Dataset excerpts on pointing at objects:
**********

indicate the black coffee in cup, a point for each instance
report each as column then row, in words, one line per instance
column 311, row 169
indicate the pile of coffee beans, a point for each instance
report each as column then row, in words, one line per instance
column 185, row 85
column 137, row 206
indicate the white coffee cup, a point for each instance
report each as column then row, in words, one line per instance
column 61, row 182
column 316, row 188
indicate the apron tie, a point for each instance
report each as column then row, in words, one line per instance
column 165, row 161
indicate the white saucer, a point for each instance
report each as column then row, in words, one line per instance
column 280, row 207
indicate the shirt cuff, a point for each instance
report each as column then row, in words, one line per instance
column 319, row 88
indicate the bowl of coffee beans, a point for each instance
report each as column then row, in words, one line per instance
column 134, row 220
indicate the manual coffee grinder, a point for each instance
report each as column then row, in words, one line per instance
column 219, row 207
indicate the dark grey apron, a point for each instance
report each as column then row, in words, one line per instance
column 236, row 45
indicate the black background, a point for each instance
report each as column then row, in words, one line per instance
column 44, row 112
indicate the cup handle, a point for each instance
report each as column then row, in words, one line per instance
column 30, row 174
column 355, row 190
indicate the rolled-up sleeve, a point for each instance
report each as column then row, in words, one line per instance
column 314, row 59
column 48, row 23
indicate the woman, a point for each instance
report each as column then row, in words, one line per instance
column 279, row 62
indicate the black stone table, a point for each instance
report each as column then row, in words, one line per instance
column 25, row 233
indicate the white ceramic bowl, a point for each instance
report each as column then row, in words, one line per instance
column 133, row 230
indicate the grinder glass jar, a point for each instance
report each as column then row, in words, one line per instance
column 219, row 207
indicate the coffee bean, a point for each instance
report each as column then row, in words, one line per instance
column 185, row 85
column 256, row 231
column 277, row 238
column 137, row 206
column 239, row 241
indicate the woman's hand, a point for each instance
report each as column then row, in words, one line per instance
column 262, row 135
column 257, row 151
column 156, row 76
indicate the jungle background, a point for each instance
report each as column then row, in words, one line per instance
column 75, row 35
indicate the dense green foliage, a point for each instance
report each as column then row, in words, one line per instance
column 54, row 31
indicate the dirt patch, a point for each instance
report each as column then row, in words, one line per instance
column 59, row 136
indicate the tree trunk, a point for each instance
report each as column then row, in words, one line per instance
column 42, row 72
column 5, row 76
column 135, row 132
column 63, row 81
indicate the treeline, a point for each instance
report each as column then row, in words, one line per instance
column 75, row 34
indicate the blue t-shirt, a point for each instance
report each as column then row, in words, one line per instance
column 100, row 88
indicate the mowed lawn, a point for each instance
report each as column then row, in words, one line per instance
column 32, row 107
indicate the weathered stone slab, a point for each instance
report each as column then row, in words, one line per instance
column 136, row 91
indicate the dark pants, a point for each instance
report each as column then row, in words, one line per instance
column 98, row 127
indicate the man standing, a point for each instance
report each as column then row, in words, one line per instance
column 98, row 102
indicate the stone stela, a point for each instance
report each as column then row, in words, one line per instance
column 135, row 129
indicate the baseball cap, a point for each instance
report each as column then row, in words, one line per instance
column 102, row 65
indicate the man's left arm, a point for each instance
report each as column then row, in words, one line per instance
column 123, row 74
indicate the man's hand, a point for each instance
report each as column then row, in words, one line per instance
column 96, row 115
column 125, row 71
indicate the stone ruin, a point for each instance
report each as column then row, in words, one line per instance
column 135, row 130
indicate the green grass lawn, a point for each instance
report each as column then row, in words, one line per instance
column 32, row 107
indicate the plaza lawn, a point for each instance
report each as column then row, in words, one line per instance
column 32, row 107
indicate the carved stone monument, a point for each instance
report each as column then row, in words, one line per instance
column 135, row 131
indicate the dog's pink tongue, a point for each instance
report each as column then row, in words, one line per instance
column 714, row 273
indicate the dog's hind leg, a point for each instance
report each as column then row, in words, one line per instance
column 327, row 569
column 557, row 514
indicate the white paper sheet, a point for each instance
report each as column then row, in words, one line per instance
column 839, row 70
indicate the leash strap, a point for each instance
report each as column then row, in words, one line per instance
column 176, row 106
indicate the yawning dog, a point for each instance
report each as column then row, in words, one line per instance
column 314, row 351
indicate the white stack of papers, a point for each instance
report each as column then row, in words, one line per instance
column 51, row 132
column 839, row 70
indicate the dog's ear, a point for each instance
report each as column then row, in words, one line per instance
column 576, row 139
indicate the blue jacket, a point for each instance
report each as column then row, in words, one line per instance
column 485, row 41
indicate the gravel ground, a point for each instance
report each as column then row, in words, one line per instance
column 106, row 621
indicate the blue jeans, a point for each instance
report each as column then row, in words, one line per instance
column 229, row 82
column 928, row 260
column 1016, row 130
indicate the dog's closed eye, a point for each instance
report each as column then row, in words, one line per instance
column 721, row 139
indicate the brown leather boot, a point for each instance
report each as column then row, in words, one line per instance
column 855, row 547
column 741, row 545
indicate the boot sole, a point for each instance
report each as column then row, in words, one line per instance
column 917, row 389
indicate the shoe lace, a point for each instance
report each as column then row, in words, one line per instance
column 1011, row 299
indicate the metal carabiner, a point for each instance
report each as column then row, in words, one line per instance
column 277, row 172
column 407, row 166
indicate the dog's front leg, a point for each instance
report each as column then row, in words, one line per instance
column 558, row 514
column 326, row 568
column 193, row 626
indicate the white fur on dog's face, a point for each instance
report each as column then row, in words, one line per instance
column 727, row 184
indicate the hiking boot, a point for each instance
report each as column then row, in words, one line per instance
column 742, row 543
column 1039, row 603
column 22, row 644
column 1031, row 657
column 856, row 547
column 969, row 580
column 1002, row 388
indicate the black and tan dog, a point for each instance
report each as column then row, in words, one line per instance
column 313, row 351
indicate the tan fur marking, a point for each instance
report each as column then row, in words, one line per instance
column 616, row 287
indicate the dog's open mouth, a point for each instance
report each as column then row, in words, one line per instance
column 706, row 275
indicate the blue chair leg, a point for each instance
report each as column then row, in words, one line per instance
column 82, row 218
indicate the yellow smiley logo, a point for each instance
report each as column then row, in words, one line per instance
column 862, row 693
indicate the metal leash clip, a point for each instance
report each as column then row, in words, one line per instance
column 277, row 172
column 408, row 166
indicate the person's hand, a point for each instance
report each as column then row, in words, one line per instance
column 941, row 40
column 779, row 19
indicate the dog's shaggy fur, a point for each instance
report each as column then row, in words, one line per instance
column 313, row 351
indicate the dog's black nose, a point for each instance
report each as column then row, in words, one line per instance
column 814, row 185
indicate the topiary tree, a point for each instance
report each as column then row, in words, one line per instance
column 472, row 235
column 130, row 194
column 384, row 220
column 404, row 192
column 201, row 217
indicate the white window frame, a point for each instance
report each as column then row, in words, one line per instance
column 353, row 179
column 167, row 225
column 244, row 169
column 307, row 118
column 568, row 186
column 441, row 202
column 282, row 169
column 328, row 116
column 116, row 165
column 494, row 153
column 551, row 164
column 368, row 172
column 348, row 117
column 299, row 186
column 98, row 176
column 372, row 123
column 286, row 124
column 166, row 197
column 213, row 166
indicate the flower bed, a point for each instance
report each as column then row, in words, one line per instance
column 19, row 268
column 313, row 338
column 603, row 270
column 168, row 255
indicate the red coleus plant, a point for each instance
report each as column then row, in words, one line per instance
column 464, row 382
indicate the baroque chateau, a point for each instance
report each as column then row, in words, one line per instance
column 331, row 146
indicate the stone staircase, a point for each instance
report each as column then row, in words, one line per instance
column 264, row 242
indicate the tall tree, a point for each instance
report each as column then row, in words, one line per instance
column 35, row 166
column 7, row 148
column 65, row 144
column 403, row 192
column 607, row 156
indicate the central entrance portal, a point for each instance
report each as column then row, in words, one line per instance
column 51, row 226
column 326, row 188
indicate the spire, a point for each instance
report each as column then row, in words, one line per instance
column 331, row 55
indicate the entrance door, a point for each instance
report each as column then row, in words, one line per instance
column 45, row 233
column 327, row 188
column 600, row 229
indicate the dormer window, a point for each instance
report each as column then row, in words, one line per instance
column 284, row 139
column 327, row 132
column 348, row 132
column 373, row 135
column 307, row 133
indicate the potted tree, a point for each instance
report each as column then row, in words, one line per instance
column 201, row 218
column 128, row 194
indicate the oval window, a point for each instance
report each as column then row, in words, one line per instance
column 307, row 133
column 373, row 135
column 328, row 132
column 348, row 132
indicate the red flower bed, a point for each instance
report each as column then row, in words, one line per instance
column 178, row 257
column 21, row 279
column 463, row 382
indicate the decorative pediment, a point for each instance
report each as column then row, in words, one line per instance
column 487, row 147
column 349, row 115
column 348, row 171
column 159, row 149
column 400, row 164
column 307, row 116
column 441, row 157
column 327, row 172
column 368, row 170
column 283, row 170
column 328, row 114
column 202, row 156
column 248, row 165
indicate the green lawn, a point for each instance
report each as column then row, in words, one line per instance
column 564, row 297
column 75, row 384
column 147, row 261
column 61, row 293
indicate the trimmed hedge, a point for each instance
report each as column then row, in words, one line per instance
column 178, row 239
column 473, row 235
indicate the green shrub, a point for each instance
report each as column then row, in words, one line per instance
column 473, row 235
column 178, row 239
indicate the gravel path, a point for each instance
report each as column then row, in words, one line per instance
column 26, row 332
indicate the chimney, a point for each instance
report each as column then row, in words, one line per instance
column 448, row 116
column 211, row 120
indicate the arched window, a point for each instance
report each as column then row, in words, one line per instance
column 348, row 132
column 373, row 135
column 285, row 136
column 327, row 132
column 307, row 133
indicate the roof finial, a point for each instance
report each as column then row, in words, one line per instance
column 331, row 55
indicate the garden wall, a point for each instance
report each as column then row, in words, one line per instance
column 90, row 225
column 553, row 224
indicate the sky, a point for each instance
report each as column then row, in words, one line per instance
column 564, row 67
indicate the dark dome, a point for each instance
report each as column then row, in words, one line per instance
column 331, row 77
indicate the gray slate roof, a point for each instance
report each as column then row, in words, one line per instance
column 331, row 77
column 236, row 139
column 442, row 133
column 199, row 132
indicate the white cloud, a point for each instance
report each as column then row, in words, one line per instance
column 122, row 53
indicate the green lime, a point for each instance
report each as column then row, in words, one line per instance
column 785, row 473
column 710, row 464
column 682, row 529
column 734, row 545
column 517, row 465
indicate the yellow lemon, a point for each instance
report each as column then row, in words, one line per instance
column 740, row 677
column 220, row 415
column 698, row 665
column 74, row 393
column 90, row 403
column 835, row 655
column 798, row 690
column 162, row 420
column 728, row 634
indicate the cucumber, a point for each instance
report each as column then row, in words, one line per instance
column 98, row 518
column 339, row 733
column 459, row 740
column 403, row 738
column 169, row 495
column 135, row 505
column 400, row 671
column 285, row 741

**********

• **Directions for this task**
Please write out again the part that opens with the line containing "indicate the bowl" and closes with the line containing "column 239, row 241", switching "ceramic" to "porcelain" and leaving everything else unchanged.

• **Answer for this exercise**
indicate the bowl of coffee beans, a point for each instance
report each as column then row, in words, one line per instance
column 134, row 220
indicate the manual coffee grinder, a point for each instance
report each as column then row, in words, one line per instance
column 219, row 207
indicate the dark grey apron, a point for each instance
report each as column then row, in words, one line per instance
column 236, row 45
indicate the black background, a point for each instance
report each as column then row, in words, one line per instance
column 44, row 112
indicate the cup handle, a point for each instance
report each as column then row, in words, one line per instance
column 30, row 174
column 355, row 190
indicate the rolled-up sleeve, a point for each instance
report each as column then row, in words, one line per instance
column 314, row 59
column 48, row 23
indicate the woman, a point for each instance
report each as column then row, in words, one line per instance
column 279, row 62
indicate the black stone table, a point for each instance
report each as column then row, in words, one line per instance
column 25, row 233
indicate the white porcelain bowl, a point for each instance
report each as column then row, in words, one line per instance
column 133, row 230
indicate the grinder glass jar, a point for each instance
report each as column then row, in words, one line per instance
column 219, row 207
indicate the coffee bean, a point for each instance
report each as column then row, in words, one line per instance
column 185, row 85
column 256, row 231
column 277, row 238
column 137, row 206
column 239, row 241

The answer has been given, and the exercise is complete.